**Extrait de page:**
====
Une expertise dressée par la firme LVM Technisol en date du 24 février 2010, dont vous avez déjà reçu copie antérieurement, identifie le problème et propose deux solutions. La première consistait à excaver le remblai et combler les surexcavations par du sable compacté. Cette solution nous apparaissait plus économique.

L'autre solution consistait à effectuer la mis en place des fondations du nouvel immeuble par la technique de type pieux hélicoïdaux, solution plus coûteuse. Les vérifications effectuées par notre cliente dans ce dernier cas faisaient voir des coûts avoisinant 25 000,00$.

Comme notre cliente vous tient responsable de ce vice important qu'elle n'a pu déceler en plein hiver, et qu'il en a résulté des dommages sérieux et des coûts additionnels pour bâtir l'immeuble initialement projeté, cette dernière a opté pour la solution la moins coûteuse, à savoir l'excavation du remblai, ce qui lui en a coûté 10 980,33$ tel qu'il appert d'une copie des deux factures de Excavation MGM qui vous est jointe à la présente.

Nous avons donc mandat de vous réclamer cette somme à titre de dommages, laquelle est payable par chèque certifié adressé directement à nos bureaux et libellé à l'ordre de Pierre Lévesque en fiducie, dans les (5) jours ouvrables à compter de la date de réception des présentes.

À défaut par vous d'agir dans le délai et de la façon susdite, nos instructions sont de prendre les recours appropriés devant les tribunaux et vous aurez à payer les frais générés par ledit recours.
====
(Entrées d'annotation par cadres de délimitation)
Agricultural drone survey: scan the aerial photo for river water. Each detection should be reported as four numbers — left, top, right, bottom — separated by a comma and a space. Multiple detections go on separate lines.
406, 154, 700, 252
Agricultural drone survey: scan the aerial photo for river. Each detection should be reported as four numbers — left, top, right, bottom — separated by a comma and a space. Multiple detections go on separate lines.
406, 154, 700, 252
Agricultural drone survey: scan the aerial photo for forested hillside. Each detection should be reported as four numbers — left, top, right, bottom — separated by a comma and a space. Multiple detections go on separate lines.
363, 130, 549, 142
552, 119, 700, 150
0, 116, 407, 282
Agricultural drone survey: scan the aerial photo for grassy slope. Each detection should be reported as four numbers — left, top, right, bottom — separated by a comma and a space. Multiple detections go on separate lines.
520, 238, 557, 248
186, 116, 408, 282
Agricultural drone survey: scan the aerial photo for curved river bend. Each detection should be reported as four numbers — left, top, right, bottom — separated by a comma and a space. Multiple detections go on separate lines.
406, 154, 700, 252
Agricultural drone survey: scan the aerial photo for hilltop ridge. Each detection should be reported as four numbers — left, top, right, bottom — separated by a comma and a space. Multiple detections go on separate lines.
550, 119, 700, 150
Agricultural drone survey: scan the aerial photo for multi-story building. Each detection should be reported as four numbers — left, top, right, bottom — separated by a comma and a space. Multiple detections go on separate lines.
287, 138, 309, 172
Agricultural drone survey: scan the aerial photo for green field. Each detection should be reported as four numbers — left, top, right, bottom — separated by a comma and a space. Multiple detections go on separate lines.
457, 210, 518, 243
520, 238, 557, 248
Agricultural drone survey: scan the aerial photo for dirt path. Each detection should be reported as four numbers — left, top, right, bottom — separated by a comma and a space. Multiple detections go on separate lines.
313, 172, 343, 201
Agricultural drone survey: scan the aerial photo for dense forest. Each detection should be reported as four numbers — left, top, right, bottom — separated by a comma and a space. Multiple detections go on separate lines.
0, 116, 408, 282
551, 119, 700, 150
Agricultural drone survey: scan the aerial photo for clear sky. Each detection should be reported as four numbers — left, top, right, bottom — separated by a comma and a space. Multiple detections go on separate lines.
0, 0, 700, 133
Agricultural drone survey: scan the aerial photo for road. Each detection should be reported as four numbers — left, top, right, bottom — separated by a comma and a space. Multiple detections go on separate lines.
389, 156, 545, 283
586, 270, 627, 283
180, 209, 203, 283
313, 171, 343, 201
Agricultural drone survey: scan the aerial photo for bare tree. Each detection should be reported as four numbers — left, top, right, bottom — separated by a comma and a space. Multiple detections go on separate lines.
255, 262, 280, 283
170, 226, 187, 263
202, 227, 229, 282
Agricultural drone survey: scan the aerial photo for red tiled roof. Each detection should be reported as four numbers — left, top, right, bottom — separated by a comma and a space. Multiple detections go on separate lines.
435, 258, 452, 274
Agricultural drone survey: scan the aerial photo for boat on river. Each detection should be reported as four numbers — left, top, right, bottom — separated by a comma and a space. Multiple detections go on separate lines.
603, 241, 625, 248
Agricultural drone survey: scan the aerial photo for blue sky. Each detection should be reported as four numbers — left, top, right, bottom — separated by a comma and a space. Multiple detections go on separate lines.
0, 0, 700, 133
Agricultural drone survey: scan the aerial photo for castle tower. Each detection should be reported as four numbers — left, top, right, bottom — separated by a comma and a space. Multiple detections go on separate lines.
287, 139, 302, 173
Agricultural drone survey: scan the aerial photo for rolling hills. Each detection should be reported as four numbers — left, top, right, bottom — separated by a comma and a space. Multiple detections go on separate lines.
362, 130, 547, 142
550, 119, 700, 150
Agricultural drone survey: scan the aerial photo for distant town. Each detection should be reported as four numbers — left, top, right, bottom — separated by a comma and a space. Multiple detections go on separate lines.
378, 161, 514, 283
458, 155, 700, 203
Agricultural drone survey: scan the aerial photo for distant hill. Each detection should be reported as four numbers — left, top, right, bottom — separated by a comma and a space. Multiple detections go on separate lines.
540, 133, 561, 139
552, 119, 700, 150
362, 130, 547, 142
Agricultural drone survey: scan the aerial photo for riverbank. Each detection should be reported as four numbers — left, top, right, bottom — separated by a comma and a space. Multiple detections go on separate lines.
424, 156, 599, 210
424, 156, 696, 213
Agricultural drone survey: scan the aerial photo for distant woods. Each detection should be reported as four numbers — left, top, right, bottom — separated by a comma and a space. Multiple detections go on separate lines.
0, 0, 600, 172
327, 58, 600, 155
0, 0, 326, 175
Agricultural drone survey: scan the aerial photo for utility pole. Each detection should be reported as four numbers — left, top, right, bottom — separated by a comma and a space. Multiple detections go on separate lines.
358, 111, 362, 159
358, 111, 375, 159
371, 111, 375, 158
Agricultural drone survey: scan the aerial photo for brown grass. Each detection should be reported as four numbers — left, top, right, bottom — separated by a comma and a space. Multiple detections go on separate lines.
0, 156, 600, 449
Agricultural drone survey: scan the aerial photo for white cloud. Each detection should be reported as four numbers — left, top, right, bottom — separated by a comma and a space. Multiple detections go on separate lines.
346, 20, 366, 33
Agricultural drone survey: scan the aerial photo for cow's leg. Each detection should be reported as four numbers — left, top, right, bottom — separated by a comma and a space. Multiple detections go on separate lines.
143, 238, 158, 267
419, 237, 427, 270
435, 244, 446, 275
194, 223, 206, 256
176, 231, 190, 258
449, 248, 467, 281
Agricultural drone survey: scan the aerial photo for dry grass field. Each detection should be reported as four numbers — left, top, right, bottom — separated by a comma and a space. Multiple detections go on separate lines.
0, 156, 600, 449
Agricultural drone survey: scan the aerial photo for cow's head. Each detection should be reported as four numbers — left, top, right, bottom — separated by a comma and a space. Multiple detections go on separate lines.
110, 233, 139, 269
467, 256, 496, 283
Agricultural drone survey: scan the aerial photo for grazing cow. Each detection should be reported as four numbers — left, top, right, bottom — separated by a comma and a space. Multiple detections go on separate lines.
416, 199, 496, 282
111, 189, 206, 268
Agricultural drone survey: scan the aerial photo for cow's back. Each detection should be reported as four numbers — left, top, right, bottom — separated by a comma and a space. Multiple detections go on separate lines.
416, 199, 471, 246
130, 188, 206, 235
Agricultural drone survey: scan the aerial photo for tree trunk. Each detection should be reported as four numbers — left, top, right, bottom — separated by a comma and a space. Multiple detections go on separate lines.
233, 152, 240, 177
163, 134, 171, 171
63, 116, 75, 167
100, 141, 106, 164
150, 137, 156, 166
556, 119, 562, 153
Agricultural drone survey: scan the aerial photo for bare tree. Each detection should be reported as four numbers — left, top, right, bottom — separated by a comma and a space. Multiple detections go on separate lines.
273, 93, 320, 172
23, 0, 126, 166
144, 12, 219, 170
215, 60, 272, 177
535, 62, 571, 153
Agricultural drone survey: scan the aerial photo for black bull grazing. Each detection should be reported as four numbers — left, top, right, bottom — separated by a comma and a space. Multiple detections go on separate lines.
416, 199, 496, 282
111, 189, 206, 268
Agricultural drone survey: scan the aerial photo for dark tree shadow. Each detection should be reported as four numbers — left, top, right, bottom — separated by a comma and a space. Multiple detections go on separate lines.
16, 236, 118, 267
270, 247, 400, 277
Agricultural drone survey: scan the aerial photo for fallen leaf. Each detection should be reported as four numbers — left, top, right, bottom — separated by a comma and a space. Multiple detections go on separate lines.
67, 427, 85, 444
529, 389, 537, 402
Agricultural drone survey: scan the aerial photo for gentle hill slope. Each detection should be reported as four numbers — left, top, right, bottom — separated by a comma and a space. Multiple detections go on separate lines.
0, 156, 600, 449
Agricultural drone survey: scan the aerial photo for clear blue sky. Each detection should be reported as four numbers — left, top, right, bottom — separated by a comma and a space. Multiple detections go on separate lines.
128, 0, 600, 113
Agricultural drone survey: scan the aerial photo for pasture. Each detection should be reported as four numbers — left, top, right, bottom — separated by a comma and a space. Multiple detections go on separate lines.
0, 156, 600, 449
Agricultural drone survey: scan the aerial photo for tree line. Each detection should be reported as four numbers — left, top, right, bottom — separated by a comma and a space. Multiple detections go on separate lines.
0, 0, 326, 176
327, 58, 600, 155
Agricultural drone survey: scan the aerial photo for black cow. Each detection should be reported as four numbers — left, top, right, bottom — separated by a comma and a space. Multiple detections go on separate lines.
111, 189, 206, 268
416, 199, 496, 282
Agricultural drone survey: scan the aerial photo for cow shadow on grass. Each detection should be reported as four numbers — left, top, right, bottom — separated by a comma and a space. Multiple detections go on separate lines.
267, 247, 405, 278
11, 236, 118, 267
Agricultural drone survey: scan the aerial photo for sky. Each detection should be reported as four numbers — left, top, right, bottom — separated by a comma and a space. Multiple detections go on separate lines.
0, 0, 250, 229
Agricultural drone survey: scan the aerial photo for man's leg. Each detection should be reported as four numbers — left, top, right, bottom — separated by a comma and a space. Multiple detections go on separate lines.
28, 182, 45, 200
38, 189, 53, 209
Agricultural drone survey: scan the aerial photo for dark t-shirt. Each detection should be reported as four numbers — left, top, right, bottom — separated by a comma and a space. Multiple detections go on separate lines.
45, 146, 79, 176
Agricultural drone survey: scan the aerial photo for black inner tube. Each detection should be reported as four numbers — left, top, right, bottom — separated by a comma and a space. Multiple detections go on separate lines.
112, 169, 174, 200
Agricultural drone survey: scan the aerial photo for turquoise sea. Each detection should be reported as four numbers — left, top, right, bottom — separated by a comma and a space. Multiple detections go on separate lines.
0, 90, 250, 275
====
**Problème posé A:**
D'après l'extrait, répondez aux questions suivantes :
(i) Quelle firme a dressé l'expertise, et à quelle date ?
(ii) Combien a coûté à la cliente l'excavation du remblai ?
(iii) Dans quel délai la somme réclamée doit-elle être payée ?
**Problème posé B:** Veuillez citer le passage de l'extrait qui commence par « À défaut par » et se termine par « par ledit recours. ».
Les items constituent un matériau distinct de l'extrait.

**Réponse correcte A:**
(i) La firme LVM Technisol, le 24 février 2010.
(ii) 10 980,33 $.
(iii) Dans les cinq jours ouvrables à compter de la date de réception des présentes.

**Réponse correcte B:**
À défaut par vous d'agir dans le délai et de la façon susdite, nos instructions sont de prendre les recours appropriés devant les tribunaux et vous aurez à payer les frais générés par ledit recours.